§ 简短练习 1
请根据原文,用一到三句话说明求割边集的做法,以及为什么两端标记不同的边就是割边。

---

题意:输入一个n和m,n为点数,m为边数,接下来m行u, v, w,求1和2不连接的最小花费,并输出割边。
求最小割就是裸的最大流
然后求割边集就是:最后一次不能增广后的残图,割边定义是容量==流量的点 即残图残量为0 的边,将图中的点分为 两部分,一部分为 原点能到达的点, 另一部分是汇点能到达的点,标记不同即是割边两点
链接:uva - 10480
#include <iostream>
#include <algorithm>
#include <cstdio>
#include <cmath>
#include <cstring>
#include <string>
#include <set>
#include <map>
#include <stack>
#include <queue>
#define INF 0x3f3f3f3f
using namespace std;
const int inf = 0x3f3f3f3f;
const int maxn = 2000005;
int n, m;//点数、边数
int sp, tp;//原点、汇点
struct node {
int u, v, next;
int cap;
}mp[maxn];
int pre[maxn], dis[maxn], cur[maxn];//cur为当前弧优化,dis存储分层图中每个点的层数(即到原点的最短距离),pre建邻接表
int cnt = 0;
int vis[maxn];
void init() { //不要忘记初始化
cnt = 0;
memset(pre, -1, sizeof(pre));
}
void add(int u, int v, int w) { //加边
mp[cnt].u = u;
mp[cnt].v = v;
mp[cnt].cap = w;
mp[cnt].next = pre[u];
pre[u] = cnt++;
mp[cnt].u = v;
mp[cnt].v = u;
mp[cnt].cap = w;
mp[cnt].next = pre[v];
pre[v] = cnt++;
}
bool bfs() { //建分层图
memset(dis, -1, sizeof(dis));
queue<int>q;
while(!q.empty())

---

§ 简短练习 2
请照原样引用记录中从包含“answer like [127,209].”的那一行起到记录末尾的这一段,首尾两行都包括在内。

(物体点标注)
---

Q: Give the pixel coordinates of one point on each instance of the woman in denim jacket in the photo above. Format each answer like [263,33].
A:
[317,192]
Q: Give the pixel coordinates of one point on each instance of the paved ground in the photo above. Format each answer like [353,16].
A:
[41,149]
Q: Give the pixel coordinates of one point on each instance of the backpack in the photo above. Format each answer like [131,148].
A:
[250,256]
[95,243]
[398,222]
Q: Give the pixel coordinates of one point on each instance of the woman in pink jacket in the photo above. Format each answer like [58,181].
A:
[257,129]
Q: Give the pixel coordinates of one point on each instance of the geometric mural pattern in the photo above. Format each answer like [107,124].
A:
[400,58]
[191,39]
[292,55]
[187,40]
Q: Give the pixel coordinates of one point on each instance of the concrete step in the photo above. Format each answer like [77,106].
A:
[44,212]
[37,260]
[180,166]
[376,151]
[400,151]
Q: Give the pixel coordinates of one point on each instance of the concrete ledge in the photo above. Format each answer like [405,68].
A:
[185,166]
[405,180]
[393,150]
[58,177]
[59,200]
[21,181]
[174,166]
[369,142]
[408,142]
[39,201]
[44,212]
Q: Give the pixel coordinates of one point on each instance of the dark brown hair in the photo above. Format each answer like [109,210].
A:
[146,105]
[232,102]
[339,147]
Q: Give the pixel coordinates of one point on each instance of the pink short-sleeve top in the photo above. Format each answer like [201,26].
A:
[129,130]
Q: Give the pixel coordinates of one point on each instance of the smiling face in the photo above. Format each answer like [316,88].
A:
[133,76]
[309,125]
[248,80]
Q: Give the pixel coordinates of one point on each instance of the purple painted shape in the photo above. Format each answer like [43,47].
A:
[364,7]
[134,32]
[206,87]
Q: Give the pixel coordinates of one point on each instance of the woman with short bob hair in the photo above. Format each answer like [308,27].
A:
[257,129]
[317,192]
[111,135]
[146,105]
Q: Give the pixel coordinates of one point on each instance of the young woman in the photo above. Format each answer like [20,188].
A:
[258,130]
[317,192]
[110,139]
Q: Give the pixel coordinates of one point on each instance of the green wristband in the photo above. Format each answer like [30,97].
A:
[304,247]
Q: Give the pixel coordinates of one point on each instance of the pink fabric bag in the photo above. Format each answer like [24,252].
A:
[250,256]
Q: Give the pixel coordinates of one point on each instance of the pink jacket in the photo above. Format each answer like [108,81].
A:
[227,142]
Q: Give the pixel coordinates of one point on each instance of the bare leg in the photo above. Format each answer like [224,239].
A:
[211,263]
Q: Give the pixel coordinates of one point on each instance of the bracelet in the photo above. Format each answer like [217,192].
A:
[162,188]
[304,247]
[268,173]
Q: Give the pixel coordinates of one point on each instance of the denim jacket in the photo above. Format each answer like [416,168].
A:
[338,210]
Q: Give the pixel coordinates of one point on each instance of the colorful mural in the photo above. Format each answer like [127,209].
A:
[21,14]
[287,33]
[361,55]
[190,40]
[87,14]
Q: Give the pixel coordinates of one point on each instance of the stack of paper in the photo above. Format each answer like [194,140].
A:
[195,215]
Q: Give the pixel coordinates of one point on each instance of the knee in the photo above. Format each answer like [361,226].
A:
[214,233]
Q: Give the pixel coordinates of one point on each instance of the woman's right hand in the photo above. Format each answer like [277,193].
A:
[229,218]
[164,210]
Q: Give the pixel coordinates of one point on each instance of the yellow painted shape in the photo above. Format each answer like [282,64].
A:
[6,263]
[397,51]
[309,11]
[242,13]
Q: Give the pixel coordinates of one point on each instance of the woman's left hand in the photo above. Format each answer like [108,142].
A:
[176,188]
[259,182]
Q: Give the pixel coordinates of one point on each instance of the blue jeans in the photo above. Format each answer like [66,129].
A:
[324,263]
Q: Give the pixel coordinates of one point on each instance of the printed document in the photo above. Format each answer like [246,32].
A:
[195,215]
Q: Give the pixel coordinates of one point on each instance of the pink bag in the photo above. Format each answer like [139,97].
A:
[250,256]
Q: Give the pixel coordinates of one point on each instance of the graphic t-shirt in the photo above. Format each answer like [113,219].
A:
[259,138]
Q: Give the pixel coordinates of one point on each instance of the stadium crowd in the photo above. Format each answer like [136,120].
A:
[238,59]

---

§ 练习结果 1
先取最后一次不能增广后的残图,割边是其中容量等于流量、即残量为0的边。这些边把图中的点分成原点能到达的和汇点能到达的两部分,所以两端标记不同的边就是割边。

§ 练习结果 2
Q: Give the pixel coordinates of one point on each instance of the colorful mural in the photo above. Format each answer like [127,209].
A:
[21,14]
[287,33]
[361,55]
[190,40]
[87,14]
Q: Give the pixel coordinates of one point on each instance of the stack of paper in the photo above. Format each answer like [194,140].
A:
[195,215]
Q: Give the pixel coordinates of one point on each instance of the knee in the photo above. Format each answer like [361,226].
A:
[214,233]
Q: Give the pixel coordinates of one point on each instance of the woman's right hand in the photo above. Format each answer like [277,193].
A:
[229,218]
[164,210]
Q: Give the pixel coordinates of one point on each instance of the yellow painted shape in the photo above. Format each answer like [282,64].
A:
[6,263]
[397,51]
[309,11]
[242,13]
Q: Give the pixel coordinates of one point on each instance of the woman's left hand in the photo above. Format each answer like [108,142].
A:
[176,188]
[259,182]
Q: Give the pixel coordinates of one point on each instance of the blue jeans in the photo above. Format each answer like [66,129].
A:
[324,263]
Q: Give the pixel coordinates of one point on each instance of the printed document in the photo above. Format each answer like [246,32].
A:
[195,215]
Q: Give the pixel coordinates of one point on each instance of the pink bag in the photo above. Format each answer like [139,97].
A:
[250,256]
Q: Give the pixel coordinates of one point on each instance of the graphic t-shirt in the photo above. Format each answer like [113,219].
A:
[259,138]
Q: Give the pixel coordinates of one point on each instance of the stadium crowd in the photo above. Format each answer like [136,120].
A:
[238,59]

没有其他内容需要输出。